**Task details**
Provide an exact reproduction of every entry.

**Material for this task**
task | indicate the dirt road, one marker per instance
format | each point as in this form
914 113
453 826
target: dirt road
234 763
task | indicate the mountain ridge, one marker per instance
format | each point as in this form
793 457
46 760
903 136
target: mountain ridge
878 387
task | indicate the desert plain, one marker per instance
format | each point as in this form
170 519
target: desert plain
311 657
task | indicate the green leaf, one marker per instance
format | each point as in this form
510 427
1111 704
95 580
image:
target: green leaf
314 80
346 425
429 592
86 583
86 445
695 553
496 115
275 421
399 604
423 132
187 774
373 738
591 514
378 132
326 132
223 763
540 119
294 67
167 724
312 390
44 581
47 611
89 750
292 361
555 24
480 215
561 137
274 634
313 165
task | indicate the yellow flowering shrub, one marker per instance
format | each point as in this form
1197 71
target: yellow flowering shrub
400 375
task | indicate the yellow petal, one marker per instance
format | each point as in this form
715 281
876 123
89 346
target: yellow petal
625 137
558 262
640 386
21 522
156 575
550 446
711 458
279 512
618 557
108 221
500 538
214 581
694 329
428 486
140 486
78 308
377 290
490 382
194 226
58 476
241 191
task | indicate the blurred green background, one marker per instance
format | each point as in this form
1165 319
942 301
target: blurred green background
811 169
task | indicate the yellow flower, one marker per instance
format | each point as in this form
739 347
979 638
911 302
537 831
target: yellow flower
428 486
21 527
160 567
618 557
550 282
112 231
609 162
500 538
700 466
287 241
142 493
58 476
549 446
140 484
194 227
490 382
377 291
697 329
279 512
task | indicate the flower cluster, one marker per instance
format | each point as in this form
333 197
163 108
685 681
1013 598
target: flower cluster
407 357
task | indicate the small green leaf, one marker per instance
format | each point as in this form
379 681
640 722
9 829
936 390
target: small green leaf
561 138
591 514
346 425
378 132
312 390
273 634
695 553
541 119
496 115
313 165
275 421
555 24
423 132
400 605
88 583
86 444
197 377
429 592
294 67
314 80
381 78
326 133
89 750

**Solution to the problem**
task | indicate the dirt road, one marker per instance
format | each point as in this form
914 113
453 826
target: dirt road
234 763
task | indicate the mountain ridge, one marker per instance
format | each point as in this form
793 457
46 760
903 136
target: mountain ridge
878 387
task | indicate the desert plain, one marker per instance
format | each point as in this form
170 519
target: desert plain
311 657
task | indicate the green leaf, one marker per instance
format | each point as in this form
510 427
1111 704
95 580
image:
target: green leaf
314 80
346 425
429 592
86 583
86 445
695 553
496 115
275 421
399 604
423 132
187 774
373 738
591 514
378 132
326 132
223 763
540 119
294 67
167 724
312 390
44 581
47 611
89 750
292 361
555 24
480 215
561 137
274 634
313 165
task | indicate the yellow flowering shrub, one marker per instance
format | each point as in this form
1197 71
target: yellow flowering shrub
400 375
task | indicate the yellow petal, one marker per instance
format | each point as in this form
715 281
876 123
89 346
target: yellow petal
625 137
558 262
640 386
21 522
156 575
550 446
711 458
279 512
618 557
108 221
500 538
214 581
694 329
428 486
140 486
78 308
377 290
490 382
194 226
58 476
241 191
task | indicate the blurred green background, one marker per instance
format | each point as in this form
1165 319
942 301
target: blurred green background
811 169
task | indicate the yellow flower, one marker per instance
format | each point as in this form
739 347
979 638
911 302
537 831
target: yellow flower
428 486
21 527
160 567
618 557
550 282
112 231
609 162
500 538
700 466
287 241
142 493
58 476
549 446
140 484
194 227
490 382
377 291
697 329
279 512
task | indicate the flower cluster, one marker per instance
format | each point as in this form
333 197
163 108
685 681
1013 598
target: flower cluster
407 357
task | indicate the small green leaf, one marker per instance
format | each point as in this form
379 681
640 722
9 829
936 390
target: small green leaf
561 138
591 514
346 425
378 132
312 390
273 634
695 553
541 119
496 115
313 165
275 421
555 24
423 132
400 605
88 583
86 444
197 377
429 592
294 67
314 80
381 78
326 133
89 750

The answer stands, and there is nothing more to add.